**WORK TO COMPLETE:**
1. Using the Treasury strategy text, decide whether each statement agrees with it: (a) Treasury released the 2022 Strategy on May 13, 2022; (b) the 2022 Strategy outlines five goals; (c) the 2022 Strategy provides fourteen separate supporting actions. Answer yes or no for each, and quote the text's deciding words.
2. Copy word for word the part of the Treasury strategy text that runs from "Overview of 2022" up to and including "their AML/CFT efforts.".

**STUDY TEXT:**
--- --- ---

Strategy Includes Professionals Not Yet Covered by BSA
On May 13, 2022, the U.S. Treasury (“Treasury”) released its 2022 Strategy for Combatting Terrorist and Other Illicit Financing (“2022 Strategy”). The proposed 2022 Strategy, prepared pursuant to Sections 261 and 262 of the Countering America’s Adversaries Through Sanctions Act (CAATSA), outlines four goals to address the key risks identified by the 2022 National Money Laundering, Terrorist Financing, and Proliferation Financing Risk Assessments:
- Increasing transparency and closing legal and regulatory gaps in the U.S. Anti-Money Laundering / Combating the Financing of Terrorism (“AML/CFT”) framework exploited by bad actors;
- Making the AML/CFT regulatory framework for financial institutions more effective and efficient;
- Enhancing operational effectiveness in combating illicit finance; and
- Utilizing technological innovation to combat illicit finance risks.
The 2022 Strategy is incredibly broad, identifying sixteen threats and vulnerabilities to the AML/CFT system as top priorities, and providing fourteen separate supporting actions necessary to achieve Treasury’s four goals outlined above. This post summarizes the priorities outlined in the 2022 Strategy, and details the specific supporting action targeting financial intermediaries and gatekeepers not presently covered by the Bank Secrecy Act (“BSA”), such as investment advisors, lawyers and accountants.
Overview of 2022 Strategy
In its press release, Treasury stated that the 2022 Strategy “will assist financial institutions in assessing the illicit finance risk exposure of their businesses” and guide government agencies and policymakers in countering illicit finance. However, by making nearly every issue under the sun a top priority, the U.S. Treasury runs the risk of making it more difficult for these key players to identify where and how to focus their AML/CFT efforts.

--- --- ---

Point localization data
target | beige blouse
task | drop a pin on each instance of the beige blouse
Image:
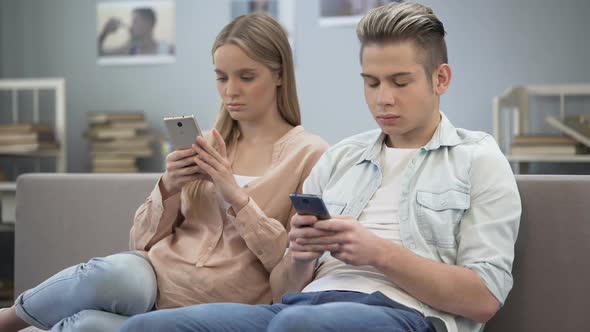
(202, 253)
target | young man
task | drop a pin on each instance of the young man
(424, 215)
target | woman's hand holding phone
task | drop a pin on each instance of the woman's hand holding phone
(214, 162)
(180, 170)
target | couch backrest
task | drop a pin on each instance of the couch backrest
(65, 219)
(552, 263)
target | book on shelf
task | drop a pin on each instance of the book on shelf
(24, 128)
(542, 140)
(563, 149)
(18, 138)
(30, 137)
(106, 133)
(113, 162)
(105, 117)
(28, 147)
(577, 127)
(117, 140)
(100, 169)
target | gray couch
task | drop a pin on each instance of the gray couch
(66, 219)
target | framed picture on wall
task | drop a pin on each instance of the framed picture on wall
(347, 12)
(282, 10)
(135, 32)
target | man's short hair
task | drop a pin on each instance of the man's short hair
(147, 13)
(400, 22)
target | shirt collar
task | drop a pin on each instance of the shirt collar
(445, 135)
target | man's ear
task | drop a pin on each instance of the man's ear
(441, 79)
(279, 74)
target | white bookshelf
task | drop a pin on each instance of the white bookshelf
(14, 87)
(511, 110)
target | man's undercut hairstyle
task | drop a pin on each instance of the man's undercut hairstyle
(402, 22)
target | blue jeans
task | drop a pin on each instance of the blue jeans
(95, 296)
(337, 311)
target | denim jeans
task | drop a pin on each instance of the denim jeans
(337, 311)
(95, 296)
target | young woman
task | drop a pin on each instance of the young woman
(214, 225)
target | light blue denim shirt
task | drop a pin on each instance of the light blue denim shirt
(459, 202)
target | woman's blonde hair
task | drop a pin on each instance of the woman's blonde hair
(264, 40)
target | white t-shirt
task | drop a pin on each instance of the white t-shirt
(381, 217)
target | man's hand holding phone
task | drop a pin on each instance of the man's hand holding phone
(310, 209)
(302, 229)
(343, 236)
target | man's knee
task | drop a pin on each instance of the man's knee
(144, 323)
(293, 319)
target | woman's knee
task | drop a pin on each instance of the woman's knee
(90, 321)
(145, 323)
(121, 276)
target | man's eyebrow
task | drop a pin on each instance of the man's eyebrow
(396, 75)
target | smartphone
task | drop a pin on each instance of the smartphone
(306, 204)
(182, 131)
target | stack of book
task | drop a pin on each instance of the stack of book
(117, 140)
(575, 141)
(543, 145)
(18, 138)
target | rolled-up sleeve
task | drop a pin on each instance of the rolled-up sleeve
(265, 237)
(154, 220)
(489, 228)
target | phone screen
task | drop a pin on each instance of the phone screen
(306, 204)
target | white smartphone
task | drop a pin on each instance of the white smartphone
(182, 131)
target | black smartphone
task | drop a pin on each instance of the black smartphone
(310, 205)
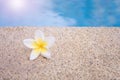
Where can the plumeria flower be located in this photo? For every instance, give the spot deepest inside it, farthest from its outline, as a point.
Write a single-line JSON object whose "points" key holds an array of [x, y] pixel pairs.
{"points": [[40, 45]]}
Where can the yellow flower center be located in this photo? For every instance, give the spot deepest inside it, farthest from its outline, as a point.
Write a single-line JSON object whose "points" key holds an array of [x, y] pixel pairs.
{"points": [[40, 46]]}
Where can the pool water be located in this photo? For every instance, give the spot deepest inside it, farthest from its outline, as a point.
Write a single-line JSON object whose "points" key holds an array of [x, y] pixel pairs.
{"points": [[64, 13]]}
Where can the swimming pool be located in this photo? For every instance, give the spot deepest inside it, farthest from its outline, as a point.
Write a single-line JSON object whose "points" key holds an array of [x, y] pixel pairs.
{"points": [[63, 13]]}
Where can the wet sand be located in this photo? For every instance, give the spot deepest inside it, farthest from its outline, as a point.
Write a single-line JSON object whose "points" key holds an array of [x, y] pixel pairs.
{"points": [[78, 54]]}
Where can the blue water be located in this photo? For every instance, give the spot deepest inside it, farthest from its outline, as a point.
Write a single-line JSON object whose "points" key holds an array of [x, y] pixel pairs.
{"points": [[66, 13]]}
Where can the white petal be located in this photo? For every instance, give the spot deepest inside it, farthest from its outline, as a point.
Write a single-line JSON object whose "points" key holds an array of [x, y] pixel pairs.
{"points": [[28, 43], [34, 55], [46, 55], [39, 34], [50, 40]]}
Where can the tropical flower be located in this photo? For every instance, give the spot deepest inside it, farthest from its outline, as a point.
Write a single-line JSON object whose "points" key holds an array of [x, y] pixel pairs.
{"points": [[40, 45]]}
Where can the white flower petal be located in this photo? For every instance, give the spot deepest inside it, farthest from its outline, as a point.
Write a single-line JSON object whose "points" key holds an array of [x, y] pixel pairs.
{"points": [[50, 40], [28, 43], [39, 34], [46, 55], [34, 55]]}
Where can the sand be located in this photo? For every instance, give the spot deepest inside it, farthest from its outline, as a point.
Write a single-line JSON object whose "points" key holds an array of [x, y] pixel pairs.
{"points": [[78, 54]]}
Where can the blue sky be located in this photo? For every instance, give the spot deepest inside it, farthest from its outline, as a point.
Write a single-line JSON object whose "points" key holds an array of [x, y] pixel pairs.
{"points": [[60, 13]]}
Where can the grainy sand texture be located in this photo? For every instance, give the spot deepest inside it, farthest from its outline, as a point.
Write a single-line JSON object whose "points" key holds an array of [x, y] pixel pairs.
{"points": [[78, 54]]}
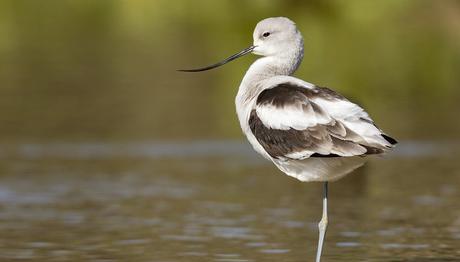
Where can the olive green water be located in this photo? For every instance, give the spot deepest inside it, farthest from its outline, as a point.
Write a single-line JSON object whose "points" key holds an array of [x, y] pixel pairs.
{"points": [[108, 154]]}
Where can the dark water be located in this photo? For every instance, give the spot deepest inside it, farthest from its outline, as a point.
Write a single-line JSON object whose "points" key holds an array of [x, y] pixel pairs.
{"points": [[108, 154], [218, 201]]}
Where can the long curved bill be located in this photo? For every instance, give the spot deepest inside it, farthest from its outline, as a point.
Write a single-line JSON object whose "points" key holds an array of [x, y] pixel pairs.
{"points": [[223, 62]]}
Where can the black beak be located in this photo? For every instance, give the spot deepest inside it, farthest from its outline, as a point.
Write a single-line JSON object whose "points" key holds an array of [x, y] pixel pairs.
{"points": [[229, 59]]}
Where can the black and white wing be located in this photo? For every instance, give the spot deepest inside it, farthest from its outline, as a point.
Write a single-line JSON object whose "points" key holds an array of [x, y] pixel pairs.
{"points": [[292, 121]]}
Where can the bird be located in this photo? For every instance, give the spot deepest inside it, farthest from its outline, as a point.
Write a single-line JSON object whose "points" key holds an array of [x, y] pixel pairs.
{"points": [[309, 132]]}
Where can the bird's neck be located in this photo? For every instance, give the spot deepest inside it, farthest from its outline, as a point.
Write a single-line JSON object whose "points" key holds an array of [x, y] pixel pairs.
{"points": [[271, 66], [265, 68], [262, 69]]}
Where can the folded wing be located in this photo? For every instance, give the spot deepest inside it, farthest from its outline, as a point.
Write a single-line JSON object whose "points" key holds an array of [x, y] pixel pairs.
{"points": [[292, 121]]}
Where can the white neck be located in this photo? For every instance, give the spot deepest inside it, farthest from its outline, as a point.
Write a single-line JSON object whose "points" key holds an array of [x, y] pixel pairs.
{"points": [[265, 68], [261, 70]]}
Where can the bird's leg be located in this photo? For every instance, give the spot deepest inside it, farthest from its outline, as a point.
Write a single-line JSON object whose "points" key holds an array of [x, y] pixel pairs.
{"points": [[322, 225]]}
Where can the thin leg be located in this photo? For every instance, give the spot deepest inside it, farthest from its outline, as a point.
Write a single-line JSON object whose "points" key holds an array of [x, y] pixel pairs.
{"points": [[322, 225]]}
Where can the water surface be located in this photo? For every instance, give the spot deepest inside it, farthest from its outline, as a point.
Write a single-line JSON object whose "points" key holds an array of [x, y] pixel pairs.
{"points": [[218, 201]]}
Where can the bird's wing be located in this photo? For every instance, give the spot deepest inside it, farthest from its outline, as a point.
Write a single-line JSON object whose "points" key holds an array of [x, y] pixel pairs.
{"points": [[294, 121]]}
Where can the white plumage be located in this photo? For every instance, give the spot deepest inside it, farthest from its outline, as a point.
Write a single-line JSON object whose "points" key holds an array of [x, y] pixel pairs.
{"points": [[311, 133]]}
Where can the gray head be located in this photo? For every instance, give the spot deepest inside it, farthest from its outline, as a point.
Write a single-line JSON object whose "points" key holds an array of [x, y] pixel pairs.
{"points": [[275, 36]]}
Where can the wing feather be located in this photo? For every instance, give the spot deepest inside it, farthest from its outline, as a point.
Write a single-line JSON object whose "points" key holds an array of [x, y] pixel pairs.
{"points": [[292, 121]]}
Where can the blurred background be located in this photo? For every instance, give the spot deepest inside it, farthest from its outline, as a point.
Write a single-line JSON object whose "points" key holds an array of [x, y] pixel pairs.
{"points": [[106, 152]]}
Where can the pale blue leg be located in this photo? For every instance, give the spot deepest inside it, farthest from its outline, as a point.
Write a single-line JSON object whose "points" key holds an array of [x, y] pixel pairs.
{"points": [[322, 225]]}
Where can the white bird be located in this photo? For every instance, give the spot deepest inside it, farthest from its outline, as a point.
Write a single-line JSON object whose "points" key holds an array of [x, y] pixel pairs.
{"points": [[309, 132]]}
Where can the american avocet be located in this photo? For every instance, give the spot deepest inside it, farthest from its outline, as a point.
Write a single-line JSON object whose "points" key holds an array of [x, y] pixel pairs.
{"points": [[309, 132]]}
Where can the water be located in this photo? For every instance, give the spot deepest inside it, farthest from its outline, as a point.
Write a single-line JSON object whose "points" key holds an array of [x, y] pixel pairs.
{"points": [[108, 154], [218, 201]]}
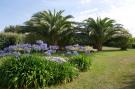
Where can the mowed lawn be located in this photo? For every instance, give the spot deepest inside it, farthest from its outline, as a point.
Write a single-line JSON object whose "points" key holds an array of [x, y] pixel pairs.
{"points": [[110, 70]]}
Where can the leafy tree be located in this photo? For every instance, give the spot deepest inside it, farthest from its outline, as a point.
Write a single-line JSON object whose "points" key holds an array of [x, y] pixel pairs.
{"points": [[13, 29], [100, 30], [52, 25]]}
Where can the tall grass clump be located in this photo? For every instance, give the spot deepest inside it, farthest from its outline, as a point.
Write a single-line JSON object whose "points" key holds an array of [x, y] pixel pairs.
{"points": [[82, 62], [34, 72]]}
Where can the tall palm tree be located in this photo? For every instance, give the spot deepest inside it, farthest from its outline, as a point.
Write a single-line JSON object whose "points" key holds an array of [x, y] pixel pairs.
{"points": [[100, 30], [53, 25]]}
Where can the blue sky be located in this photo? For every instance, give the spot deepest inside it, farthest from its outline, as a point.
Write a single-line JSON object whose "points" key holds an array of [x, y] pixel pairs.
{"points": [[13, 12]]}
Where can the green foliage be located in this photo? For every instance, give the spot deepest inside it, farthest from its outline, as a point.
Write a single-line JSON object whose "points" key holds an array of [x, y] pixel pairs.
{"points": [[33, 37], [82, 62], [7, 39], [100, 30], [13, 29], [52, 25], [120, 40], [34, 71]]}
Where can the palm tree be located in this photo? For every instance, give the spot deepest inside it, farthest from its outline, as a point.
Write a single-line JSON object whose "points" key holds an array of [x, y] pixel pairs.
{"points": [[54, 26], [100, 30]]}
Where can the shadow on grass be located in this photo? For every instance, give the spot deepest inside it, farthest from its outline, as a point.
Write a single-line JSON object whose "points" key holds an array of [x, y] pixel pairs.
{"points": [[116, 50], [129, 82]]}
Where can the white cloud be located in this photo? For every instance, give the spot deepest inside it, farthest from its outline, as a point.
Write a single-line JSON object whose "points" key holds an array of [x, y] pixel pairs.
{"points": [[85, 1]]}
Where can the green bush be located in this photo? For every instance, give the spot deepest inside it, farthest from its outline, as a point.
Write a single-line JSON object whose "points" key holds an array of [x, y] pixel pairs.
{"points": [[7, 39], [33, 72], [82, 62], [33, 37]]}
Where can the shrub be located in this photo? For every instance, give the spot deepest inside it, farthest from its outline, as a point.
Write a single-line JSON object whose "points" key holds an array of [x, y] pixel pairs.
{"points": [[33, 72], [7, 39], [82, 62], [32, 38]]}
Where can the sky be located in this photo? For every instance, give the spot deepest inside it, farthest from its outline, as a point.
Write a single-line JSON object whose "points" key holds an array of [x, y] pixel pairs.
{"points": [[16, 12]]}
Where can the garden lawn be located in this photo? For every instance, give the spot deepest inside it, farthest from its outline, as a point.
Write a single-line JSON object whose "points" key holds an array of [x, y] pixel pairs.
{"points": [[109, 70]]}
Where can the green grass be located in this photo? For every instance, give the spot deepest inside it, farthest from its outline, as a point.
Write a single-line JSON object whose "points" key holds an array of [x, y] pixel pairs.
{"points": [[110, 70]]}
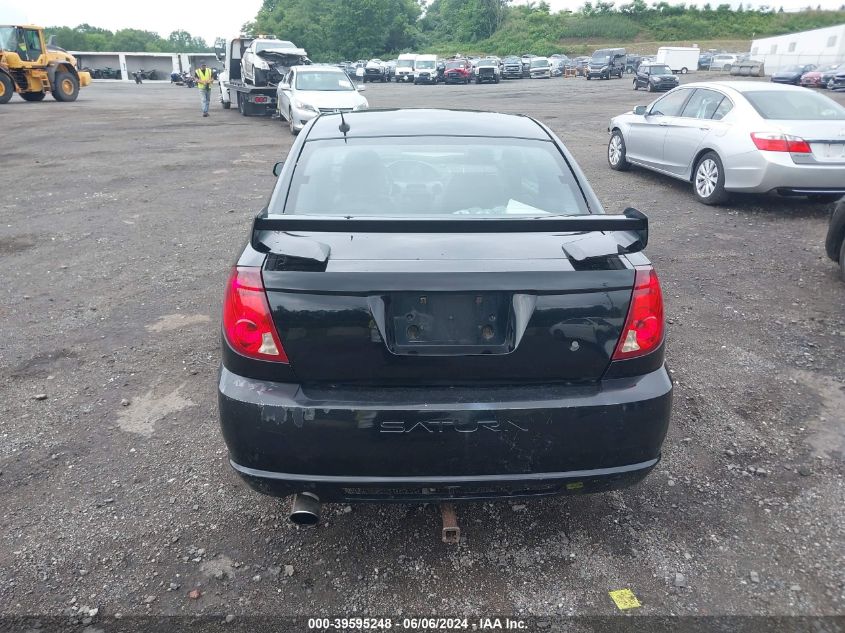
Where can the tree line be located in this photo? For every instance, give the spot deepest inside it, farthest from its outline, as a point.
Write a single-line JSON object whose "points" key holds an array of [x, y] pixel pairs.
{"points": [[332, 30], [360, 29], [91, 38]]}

--- --- ---

**ANSWERS PER TASK:**
1.
(a) Yes: "On May 13, 2022, the U.S. Treasury (“Treasury”) released its 2022 Strategy for Combatting Terrorist and Other Illicit Financing"
(b) No: "outlines four goals"
(c) Yes: "providing fourteen separate supporting actions"

2.
Overview of 2022 Strategy
In its press release, Treasury stated that the 2022 Strategy “will assist financial institutions in assessing the illicit finance risk exposure of their businesses” and guide government agencies and policymakers in countering illicit finance. However, by making nearly every issue under the sun a top priority, the U.S. Treasury runs the risk of making it more difficult for these key players to identify where and how to focus their AML/CFT efforts.